TASK ITEM A: Reproduce the court order from "February 22, 2018" up to and including "Dismiss is GRANTED.", switching every "Motion to Dismiss" to "Motion for Dismissal".
TASK ITEM B: Condense the court order's paragraph beginning "The Plaintiffs, a same-sex couple" into a bulleted list that keeps its main facts.
TASK ITEM C: Translate this sentence from the court order into Spanish: "Families often desired the sperm of highly educated and accomplished people, and Xytex promoted Aggeles as such a donor based upon the information in his application."

United States District Court, N.D. Georgia, Atlanta Division

February 22, 2018

RENE ZELT, et al., Plaintiffs,
XYTEX CORPORATION a Georgia Corporation, et al., Defendants.


          THOMAS W. THRASH, JR. United States District Judge

         This is a wrongful birth case. It is before the Court on the Defendants Xytex Corporation, Xytex Cryo International LTD, J. Todd Spradlin, and Mary Hartley's Motion to Dismiss [Doc. 2]. For the reasons set forth below, the Defendants' Motion to Dismiss is GRANTED.

         I. Background

         The Plaintiffs Rene Zelt and Trayce Zelt reside in Texas and have two children, A.Z. and B.Z., who were both conceived by means of artificial insemination with semen purchased from the Defendant Xytex Corporation.[1]The Defendant Xytex Corporation is a for-profit sperm bank with its principal place of business in Georgia.[2] It is a subsidiary of the Defendant Xytex Cryo International LTD.[3] The individual Defendants were associated with the Atlanta office of Xytex in various ways.[4]

         On October 18, 2000, James Aggeles applied to be a sperm donor with Xytex.[5] On his application, Aggeles claimed that he had a Bachelor's Degree, a Master's Degree, and that he was working toward his Ph.D. in artificial intelligence.[6] None of this was true, however, as Aggeles had actually dropped out of school at that time.[7] Prior to applying to be a sperm donor, Aggeles had also been hospitalized and diagnosed with psychotic schizophrenia, narcissistic personality disorder, and significant grandiose delusions.[8] But during Aggeles's first visit to Xytex, the Defendant Hartley suggested to him that more educated donors did better selling their sperm.[9] As a result, Aggeles filled out his application falsely by inflating his educational background and lying about his mental health history.[10]

         Despite Xytex's claim that all applicants went through a rigorous qualification procedure that takes months to complete, including a medical review and regular updates to their medical and criminal histories, Aggeles was approved as a donor within two weeks.[11] Xytex presented this false information to its customers through Aggeles's public profile.[12] The Complaint alleges that Aggeles was only given a ten minute physical examination, during which no physical or mental health history was discussed.[13] After Aggeles was approved as a sperm donor, he was hospitalized numerous times for mental health reasons, and was arrested on numerous occasions.[14] Between 2000 and 2016, Aggeles became one of Xytex's most popular donors.[15] Families often desired the sperm of highly educated and accomplished people, and Xytex promoted Aggeles as such a donor based upon the information in his application. During those years, Aggeles became the biological father of at least thirty-six children through Xytex's sale of his sperm, including the Plaintiffs' two children.[16]

         The Plaintiffs, a same-sex couple, decided in early 2006 to conceive children through artificial insemination.[17] They discovered Xytex's website after researching online.[18] The Plaintiffs sought to find a sperm donor with verified medical, physical, and personality attributes that complemented their own attributes.[19] While conducting research, the Plaintiffs were impressed by Xytex's sperm donor qualification procedures.[20] When the Plaintiffs reached out to Xytex by phone, Xytex's representatives told them that Aggeles was a very popular donor, and that his sperm was rarely available.[21] As a result of Xytex's representations, the Plaintiffs purchased Aggeles's sperm.[22] Using Aggeles's sperm, the Plaintiff Rene Zelt gave birth to A.Z. on March 17, 2007, and then gave birth to B.Z. on December 11, 2009.[23]

         In December 2015, the Plaintiffs conducted an internet search of their donor, and discovered, through publicly-accessible documents, that most of Xytex's representations concerning Aggeles were not true.[24] The Plaintiffs learned that Aggeles had been diagnosed with schizophrenia, that he had dropped out of college, and that he had pleaded guilty to residential burglary.[25]

         They also learned that the photographs on his public profile had been altered to remove a large facial mole.[26] All of the information about Aggeles's educational and criminal history was easily accessible through a simple internet search.[27]As a result, the Plaintiffs filed their Complaint on November 30, 2017, alleging thirteen different causes of action against the Defendants, including fraud, negligence, and breach of warranty.[28] The Defendants now move to dismiss the Complaint for failure to state a claim.

DATA EXCERPT:
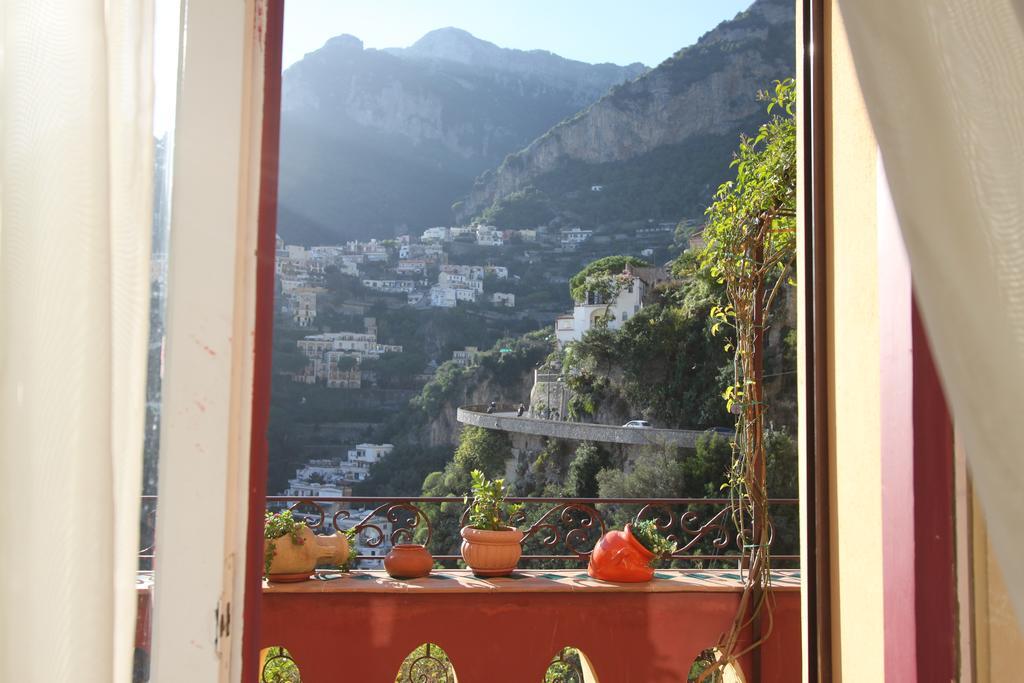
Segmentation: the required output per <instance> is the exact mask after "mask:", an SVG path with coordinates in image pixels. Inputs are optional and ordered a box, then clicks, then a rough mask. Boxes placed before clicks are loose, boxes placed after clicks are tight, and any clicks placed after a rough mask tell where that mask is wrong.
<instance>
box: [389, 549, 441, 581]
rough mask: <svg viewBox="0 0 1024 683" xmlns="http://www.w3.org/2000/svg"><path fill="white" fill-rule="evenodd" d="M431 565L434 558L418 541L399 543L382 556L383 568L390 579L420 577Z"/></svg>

RESPONSE A:
February 22, 2018

RENE ZELT, et al., Plaintiffs,
XYTEX CORPORATION a Georgia Corporation, et al., Defendants.


          THOMAS W. THRASH, JR. United States District Judge

         This is a wrongful birth case. It is before the Court on the Defendants Xytex Corporation, Xytex Cryo International LTD, J. Todd Spradlin, and Mary Hartley's Motion for Dismissal [Doc. 2]. For the reasons set forth below, the Defendants' Motion for Dismissal is GRANTED.

RESPONSE B:
- In early 2006, the Plaintiffs, a same-sex couple, decided to conceive children through artificial insemination.
- They found Xytex's website through online research and were impressed by its donor qualification procedures.
- They sought a donor with verified medical, physical, and personality attributes that complemented their own.
- By phone, Xytex's representatives told them that Aggeles was a very popular donor whose sperm was rarely available.
- As a result of these representations, they purchased Aggeles's sperm.
- Using it, Rene Zelt gave birth to A.Z. on March 17, 2007, and to B.Z. on December 11, 2009.

RESPONSE C: Las familias a menudo deseaban el esperma de personas con un alto nivel educativo y logros destacados, y Xytex promocionó a Aggeles como un donante de ese tipo basándose en la información de su solicitud.